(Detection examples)
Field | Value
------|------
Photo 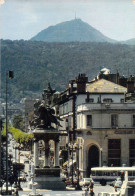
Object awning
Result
[63,159,76,166]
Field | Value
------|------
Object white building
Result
[47,72,135,176]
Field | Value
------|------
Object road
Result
[19,190,84,196]
[8,136,115,196]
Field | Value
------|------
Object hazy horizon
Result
[0,0,135,41]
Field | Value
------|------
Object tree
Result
[13,115,24,130]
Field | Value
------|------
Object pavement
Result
[8,138,118,196]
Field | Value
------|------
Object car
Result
[98,192,119,196]
[113,177,122,188]
[79,178,92,186]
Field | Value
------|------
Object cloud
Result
[0,0,5,5]
[133,0,135,4]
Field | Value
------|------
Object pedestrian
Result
[120,171,124,183]
[88,180,94,196]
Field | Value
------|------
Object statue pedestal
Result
[34,168,66,190]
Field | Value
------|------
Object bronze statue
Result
[30,102,61,128]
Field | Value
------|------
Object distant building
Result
[43,70,135,176]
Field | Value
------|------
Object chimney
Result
[116,72,119,84]
[127,80,134,93]
[76,74,88,93]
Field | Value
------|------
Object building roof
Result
[86,79,127,93]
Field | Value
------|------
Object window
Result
[87,115,92,126]
[108,139,121,166]
[111,114,118,128]
[129,139,135,166]
[86,99,94,103]
[103,99,113,103]
[133,115,135,127]
[120,99,124,103]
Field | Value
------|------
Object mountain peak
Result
[31,18,113,42]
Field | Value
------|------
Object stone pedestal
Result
[33,128,66,190]
[34,168,66,190]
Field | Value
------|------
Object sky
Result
[0,0,135,41]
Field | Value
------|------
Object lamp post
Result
[100,148,103,167]
[6,71,13,195]
[76,144,81,190]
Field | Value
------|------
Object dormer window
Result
[111,114,118,128]
[133,114,135,127]
[86,99,94,103]
[103,99,113,103]
[87,115,92,126]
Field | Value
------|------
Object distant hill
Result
[31,19,114,42]
[121,38,135,45]
[1,40,135,100]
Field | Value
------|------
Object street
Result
[19,190,84,196]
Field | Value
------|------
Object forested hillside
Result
[1,40,135,102]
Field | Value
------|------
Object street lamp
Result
[75,143,81,190]
[100,148,103,167]
[6,71,13,195]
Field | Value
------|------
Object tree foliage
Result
[1,40,135,100]
[2,126,34,146]
[13,115,24,130]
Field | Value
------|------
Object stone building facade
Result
[46,71,135,177]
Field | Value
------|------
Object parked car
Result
[98,192,119,196]
[79,178,92,186]
[112,177,122,188]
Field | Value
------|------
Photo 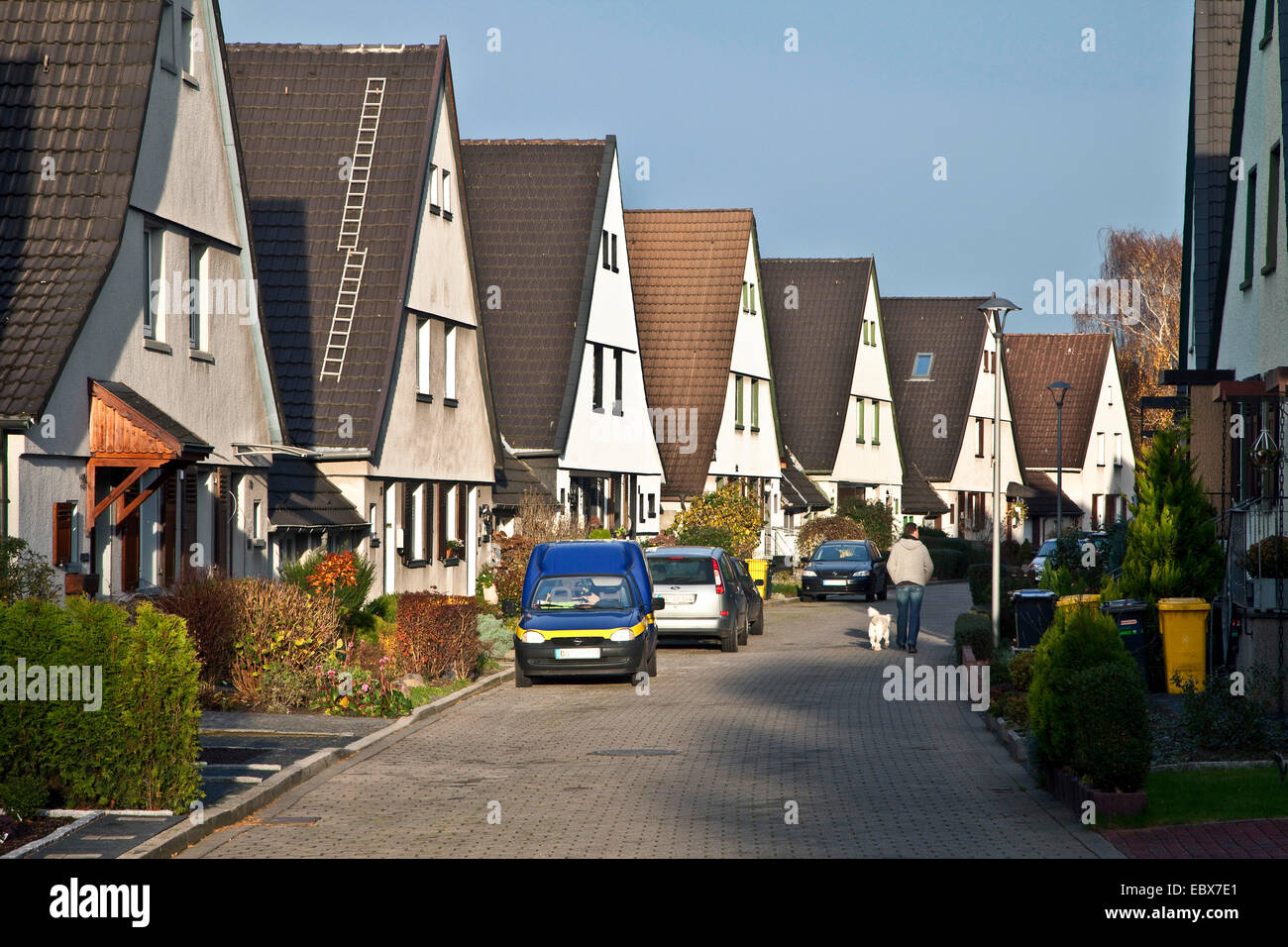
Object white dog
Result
[868,608,890,651]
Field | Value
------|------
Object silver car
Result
[644,546,750,651]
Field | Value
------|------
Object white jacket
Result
[886,536,935,585]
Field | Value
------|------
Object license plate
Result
[555,648,599,661]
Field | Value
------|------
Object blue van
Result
[514,540,662,686]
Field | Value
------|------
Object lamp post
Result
[1038,381,1073,545]
[978,292,1020,648]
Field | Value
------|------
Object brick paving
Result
[184,583,1121,858]
[1105,818,1288,858]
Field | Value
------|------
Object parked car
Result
[514,540,664,686]
[800,540,890,601]
[733,558,765,635]
[644,546,750,651]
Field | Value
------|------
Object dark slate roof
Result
[492,451,553,509]
[881,296,987,481]
[228,44,441,449]
[782,456,832,513]
[94,381,214,454]
[1024,471,1082,517]
[760,257,872,472]
[461,136,617,451]
[1180,0,1241,368]
[626,210,755,496]
[268,455,370,530]
[1006,333,1122,471]
[901,463,948,517]
[0,0,161,416]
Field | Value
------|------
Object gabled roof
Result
[626,210,755,496]
[461,136,617,451]
[881,296,988,481]
[1006,333,1122,471]
[0,0,161,416]
[902,463,948,517]
[760,257,872,472]
[1179,0,1241,368]
[228,44,442,449]
[268,455,369,530]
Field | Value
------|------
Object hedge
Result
[398,591,483,679]
[0,598,202,811]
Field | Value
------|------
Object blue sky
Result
[220,0,1193,331]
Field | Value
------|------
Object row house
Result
[0,0,284,595]
[760,257,921,517]
[461,142,662,535]
[228,38,497,595]
[1005,333,1136,544]
[881,296,1031,540]
[1163,0,1288,626]
[626,210,786,557]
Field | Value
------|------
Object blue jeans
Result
[894,585,926,648]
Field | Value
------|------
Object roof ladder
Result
[318,250,368,381]
[318,77,385,381]
[335,77,385,250]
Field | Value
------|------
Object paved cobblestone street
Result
[183,583,1121,858]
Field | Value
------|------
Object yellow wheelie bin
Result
[1158,598,1212,693]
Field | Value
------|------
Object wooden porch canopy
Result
[85,378,214,524]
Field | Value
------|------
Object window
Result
[590,345,608,411]
[184,244,210,351]
[613,350,622,417]
[1261,142,1280,275]
[1239,167,1257,290]
[443,326,456,402]
[416,320,433,394]
[143,228,164,340]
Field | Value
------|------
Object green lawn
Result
[1112,764,1288,828]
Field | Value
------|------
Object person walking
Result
[886,522,935,655]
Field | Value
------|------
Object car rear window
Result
[648,556,716,585]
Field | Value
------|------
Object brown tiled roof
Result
[0,0,161,416]
[1006,333,1122,471]
[760,257,872,472]
[881,296,987,481]
[228,44,439,449]
[461,136,615,450]
[901,463,948,517]
[626,210,755,496]
[1182,0,1244,368]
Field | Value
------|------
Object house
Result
[760,257,905,517]
[228,44,497,594]
[881,296,1030,540]
[0,0,283,595]
[626,210,785,557]
[1006,333,1136,544]
[461,136,662,535]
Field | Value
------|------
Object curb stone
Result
[121,668,514,858]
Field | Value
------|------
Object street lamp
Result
[1038,381,1073,545]
[976,292,1020,648]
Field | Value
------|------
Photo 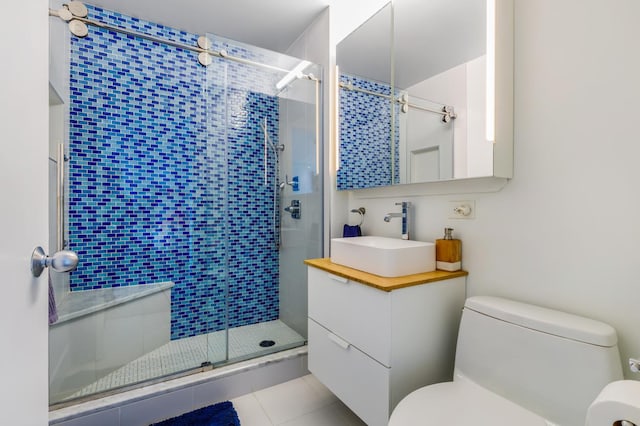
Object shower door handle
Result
[284,200,302,219]
[31,247,79,277]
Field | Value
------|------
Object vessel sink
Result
[331,237,436,277]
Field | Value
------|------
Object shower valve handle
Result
[31,247,78,277]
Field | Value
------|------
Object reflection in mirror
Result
[337,3,399,189]
[393,0,493,183]
[337,0,513,189]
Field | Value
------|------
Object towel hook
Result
[351,207,367,226]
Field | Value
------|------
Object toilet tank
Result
[454,296,622,426]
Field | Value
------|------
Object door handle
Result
[31,246,79,277]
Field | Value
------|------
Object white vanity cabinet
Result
[306,259,466,426]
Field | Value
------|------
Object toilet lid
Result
[389,378,552,426]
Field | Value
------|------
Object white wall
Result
[342,0,640,379]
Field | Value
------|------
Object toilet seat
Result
[389,377,551,426]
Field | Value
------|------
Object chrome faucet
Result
[384,201,411,240]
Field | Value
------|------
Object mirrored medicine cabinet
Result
[336,0,513,190]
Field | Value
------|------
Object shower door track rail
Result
[340,82,457,122]
[49,9,320,81]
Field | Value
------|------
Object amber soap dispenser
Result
[436,228,462,272]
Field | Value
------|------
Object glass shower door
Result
[206,34,322,364]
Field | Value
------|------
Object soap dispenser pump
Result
[436,228,462,272]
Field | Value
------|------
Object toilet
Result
[389,296,622,426]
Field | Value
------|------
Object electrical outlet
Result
[448,200,476,219]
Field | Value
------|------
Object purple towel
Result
[342,225,362,237]
[49,274,58,325]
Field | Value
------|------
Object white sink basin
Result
[331,237,436,277]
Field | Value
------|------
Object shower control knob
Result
[31,247,79,277]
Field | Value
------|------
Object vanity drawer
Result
[309,319,390,426]
[308,267,392,367]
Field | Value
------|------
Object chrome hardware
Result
[284,200,302,219]
[31,247,78,277]
[351,207,364,226]
[384,201,411,240]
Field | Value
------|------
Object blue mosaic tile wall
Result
[337,74,400,190]
[68,7,279,339]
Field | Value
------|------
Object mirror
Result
[336,3,399,189]
[337,0,513,190]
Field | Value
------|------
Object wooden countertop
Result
[304,258,469,291]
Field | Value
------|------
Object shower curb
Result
[49,346,309,426]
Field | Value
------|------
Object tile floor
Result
[68,320,305,402]
[231,374,366,426]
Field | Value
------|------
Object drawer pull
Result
[327,274,349,284]
[327,333,351,350]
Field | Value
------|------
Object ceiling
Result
[86,0,332,52]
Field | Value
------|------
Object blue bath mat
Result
[151,401,240,426]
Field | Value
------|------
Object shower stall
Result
[49,2,322,405]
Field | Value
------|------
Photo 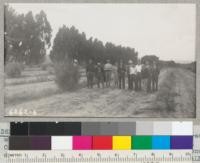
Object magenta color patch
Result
[73,136,92,150]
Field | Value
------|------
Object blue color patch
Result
[152,136,170,149]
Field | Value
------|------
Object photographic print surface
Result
[4,3,196,118]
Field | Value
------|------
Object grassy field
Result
[5,68,196,118]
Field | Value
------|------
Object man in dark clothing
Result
[86,59,95,88]
[152,62,160,91]
[127,60,133,90]
[118,61,126,89]
[143,61,152,92]
[96,62,104,88]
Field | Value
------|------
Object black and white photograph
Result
[4,3,196,118]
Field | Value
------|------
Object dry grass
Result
[5,75,55,86]
[5,81,59,105]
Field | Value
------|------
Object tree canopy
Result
[4,5,52,64]
[50,25,138,63]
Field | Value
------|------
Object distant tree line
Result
[50,25,138,63]
[4,5,52,65]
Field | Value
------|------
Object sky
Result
[9,3,196,62]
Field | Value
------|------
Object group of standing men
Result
[86,59,159,92]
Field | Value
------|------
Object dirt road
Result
[6,68,195,118]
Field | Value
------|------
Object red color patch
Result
[92,136,112,150]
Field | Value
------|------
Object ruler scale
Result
[0,123,200,163]
[3,150,192,163]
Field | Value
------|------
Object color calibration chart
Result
[0,121,200,163]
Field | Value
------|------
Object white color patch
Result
[51,136,72,150]
[172,121,193,135]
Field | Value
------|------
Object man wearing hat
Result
[86,59,95,88]
[104,59,112,87]
[118,60,126,89]
[96,62,104,88]
[127,60,133,90]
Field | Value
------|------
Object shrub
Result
[54,63,80,91]
[156,72,178,112]
[5,62,23,78]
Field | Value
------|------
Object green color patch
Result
[131,136,152,149]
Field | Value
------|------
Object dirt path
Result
[6,69,195,117]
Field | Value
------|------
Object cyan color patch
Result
[152,136,170,149]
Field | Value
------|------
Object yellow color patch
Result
[112,136,131,150]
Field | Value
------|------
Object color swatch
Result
[9,121,193,150]
[131,136,152,150]
[10,121,193,136]
[113,136,131,150]
[9,135,193,150]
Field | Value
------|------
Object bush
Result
[40,63,53,70]
[5,62,23,78]
[54,63,80,91]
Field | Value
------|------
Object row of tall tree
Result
[4,5,52,65]
[50,25,138,63]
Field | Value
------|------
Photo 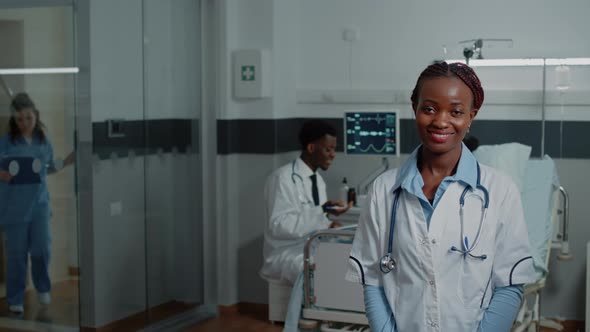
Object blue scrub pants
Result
[3,203,51,305]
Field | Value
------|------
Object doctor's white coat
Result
[346,165,535,332]
[260,158,331,283]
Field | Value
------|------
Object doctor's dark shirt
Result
[393,143,477,227]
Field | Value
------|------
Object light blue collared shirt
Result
[364,144,523,332]
[393,143,477,227]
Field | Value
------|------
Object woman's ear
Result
[305,143,315,154]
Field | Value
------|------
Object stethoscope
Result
[291,159,312,204]
[379,163,490,273]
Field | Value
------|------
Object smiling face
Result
[412,76,478,154]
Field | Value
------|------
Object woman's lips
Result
[428,131,453,143]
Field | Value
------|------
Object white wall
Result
[218,0,590,319]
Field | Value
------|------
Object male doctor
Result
[260,120,352,284]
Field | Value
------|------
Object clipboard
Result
[0,157,43,185]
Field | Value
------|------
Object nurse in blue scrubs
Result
[0,93,75,314]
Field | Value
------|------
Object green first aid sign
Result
[242,66,256,81]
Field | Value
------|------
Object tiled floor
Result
[185,305,584,332]
[0,280,79,331]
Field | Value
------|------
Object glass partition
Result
[0,1,79,330]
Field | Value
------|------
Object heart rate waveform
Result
[345,112,398,154]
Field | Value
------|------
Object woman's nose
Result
[432,112,449,128]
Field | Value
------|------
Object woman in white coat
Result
[346,62,534,332]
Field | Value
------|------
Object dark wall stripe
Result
[92,119,199,159]
[217,118,343,154]
[217,118,590,158]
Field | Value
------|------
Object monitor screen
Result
[344,112,399,155]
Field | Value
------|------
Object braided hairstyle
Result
[411,61,484,110]
[8,92,45,143]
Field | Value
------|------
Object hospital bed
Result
[294,157,571,332]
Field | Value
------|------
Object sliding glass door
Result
[0,1,79,331]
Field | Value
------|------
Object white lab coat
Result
[260,158,331,283]
[346,165,534,332]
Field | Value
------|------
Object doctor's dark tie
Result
[309,174,320,206]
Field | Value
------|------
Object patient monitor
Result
[344,111,400,200]
[344,112,399,156]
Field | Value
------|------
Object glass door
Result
[143,0,203,322]
[0,1,79,331]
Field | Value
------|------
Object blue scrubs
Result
[0,136,55,305]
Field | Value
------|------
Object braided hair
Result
[411,61,484,110]
[8,92,45,143]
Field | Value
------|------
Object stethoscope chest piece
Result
[379,254,397,273]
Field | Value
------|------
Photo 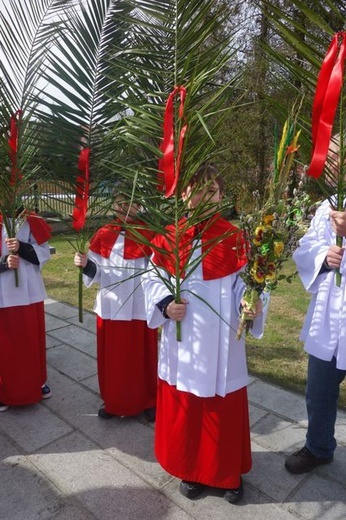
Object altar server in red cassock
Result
[0,211,51,411]
[74,195,158,422]
[143,164,264,503]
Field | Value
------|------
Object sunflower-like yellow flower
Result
[253,226,265,246]
[274,241,285,257]
[250,260,264,283]
[263,215,274,225]
[265,271,276,282]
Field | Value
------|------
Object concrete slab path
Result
[0,300,346,520]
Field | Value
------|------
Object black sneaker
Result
[41,383,52,399]
[144,408,156,422]
[97,406,116,419]
[179,480,205,500]
[223,480,244,504]
[285,446,333,474]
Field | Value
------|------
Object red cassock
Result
[144,215,251,489]
[84,224,158,416]
[0,213,50,406]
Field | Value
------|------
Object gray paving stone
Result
[316,446,346,488]
[0,435,63,520]
[251,413,306,454]
[44,298,78,320]
[50,325,96,357]
[47,345,97,381]
[68,312,96,333]
[46,313,66,332]
[249,404,268,427]
[47,370,171,488]
[0,397,72,453]
[83,374,100,394]
[46,334,61,349]
[30,433,192,520]
[289,474,346,520]
[246,441,304,502]
[47,500,95,520]
[248,380,306,423]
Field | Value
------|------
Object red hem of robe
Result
[97,316,158,416]
[155,379,252,489]
[0,302,47,406]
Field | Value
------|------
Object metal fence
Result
[22,181,112,216]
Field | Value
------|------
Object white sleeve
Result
[293,201,335,293]
[142,262,172,329]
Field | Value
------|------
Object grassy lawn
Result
[43,235,346,409]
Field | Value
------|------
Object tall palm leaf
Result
[265,0,346,285]
[0,0,70,283]
[35,0,134,321]
[104,0,242,335]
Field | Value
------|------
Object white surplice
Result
[293,201,346,370]
[83,232,148,321]
[0,220,50,307]
[142,242,268,397]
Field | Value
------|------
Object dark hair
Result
[188,162,224,193]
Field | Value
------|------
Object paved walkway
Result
[0,300,346,520]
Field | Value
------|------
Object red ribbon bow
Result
[159,87,187,197]
[72,148,90,231]
[8,110,23,186]
[307,32,346,179]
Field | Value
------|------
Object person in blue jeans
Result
[285,200,346,474]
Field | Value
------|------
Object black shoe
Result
[285,446,333,474]
[97,406,116,419]
[41,383,52,399]
[223,480,244,504]
[144,408,156,422]
[179,480,205,500]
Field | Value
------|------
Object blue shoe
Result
[224,480,244,504]
[42,383,52,399]
[179,480,205,500]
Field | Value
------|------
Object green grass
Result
[43,235,346,409]
[42,235,97,311]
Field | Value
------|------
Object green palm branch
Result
[0,0,70,285]
[264,0,346,285]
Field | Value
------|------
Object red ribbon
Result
[307,32,346,179]
[8,110,23,186]
[159,87,187,197]
[72,148,90,231]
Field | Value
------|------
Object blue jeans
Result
[305,355,346,459]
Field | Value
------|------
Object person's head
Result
[114,191,140,222]
[182,163,224,216]
[325,134,340,185]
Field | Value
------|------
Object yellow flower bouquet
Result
[236,115,305,340]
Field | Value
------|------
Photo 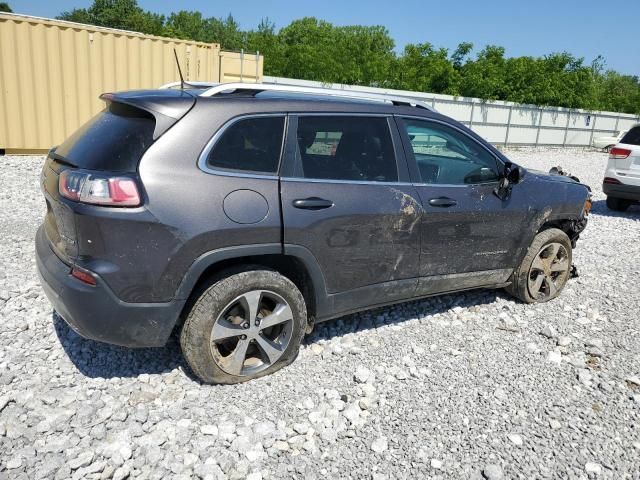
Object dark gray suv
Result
[36,84,590,383]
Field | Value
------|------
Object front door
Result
[281,114,421,313]
[398,118,532,294]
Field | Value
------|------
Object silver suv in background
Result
[602,123,640,212]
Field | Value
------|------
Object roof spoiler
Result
[100,90,196,140]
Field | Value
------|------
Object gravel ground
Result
[0,149,640,480]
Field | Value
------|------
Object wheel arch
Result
[175,244,326,323]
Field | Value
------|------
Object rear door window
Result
[206,115,284,174]
[620,126,640,145]
[55,102,156,172]
[296,115,398,182]
[403,119,499,185]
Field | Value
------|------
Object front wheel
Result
[506,228,573,303]
[180,269,307,384]
[607,197,631,212]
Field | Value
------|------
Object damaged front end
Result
[549,166,591,278]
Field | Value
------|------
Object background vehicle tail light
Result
[58,170,140,207]
[609,147,631,158]
[602,177,620,185]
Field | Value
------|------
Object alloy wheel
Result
[528,242,571,300]
[210,290,293,376]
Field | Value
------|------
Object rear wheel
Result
[506,228,573,303]
[180,269,307,384]
[607,197,631,212]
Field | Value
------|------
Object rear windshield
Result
[55,103,155,172]
[620,126,640,145]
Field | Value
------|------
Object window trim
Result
[281,112,411,186]
[394,115,504,187]
[198,112,289,180]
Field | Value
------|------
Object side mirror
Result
[493,162,524,200]
[504,163,523,184]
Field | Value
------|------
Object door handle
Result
[293,197,333,210]
[429,197,458,207]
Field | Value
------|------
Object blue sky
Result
[9,0,640,75]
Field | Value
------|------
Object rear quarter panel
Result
[139,102,281,301]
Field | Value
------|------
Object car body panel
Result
[602,124,640,201]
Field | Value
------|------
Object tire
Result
[607,197,631,212]
[180,267,307,384]
[506,228,573,303]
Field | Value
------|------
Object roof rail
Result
[158,81,220,90]
[196,82,435,112]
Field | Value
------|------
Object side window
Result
[403,119,499,185]
[207,116,284,174]
[297,116,398,182]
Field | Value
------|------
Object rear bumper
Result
[602,183,640,201]
[36,227,186,347]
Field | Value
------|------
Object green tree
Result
[51,0,640,114]
[396,43,459,95]
[460,45,506,100]
[58,0,164,35]
[246,18,285,76]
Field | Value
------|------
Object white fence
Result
[263,76,640,147]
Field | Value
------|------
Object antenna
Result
[173,48,184,90]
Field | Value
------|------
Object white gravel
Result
[0,149,640,479]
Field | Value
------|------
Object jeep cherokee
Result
[36,84,590,383]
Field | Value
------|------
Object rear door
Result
[281,114,421,311]
[398,118,531,294]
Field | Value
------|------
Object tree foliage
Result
[56,0,640,114]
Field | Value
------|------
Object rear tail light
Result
[58,170,140,207]
[609,147,631,159]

◆ TASK DESCRIPTION ◆
Convert the records into a JSON list of strings, one string per line, skipping blank lines and leaving out any picture. Begin at the first line of the records and stop after the line containing "[8,138,118,196]".

◆ COMPLETE ANSWER ◆
[
  "Field | Value",
  "------|------",
  "Photo ",
  "Object awning",
  "Result",
  "[63,159,76,166]",
  "Field | Value",
  "------|------",
  "Object white building",
  "Result",
  "[47,72,135,176]",
  "Field | Value",
  "------|------",
  "Object road",
  "Result",
  "[19,190,84,196]",
  "[8,136,115,196]",
  "Field | Value",
  "------|------",
  "Object hazy horizon",
  "Result",
  "[0,0,135,41]",
  "Field | Value",
  "------|------",
  "Object tree",
  "Result",
  "[13,115,24,130]",
  "Field | Value",
  "------|------",
  "Object pavement",
  "Result",
  "[8,138,118,196]"
]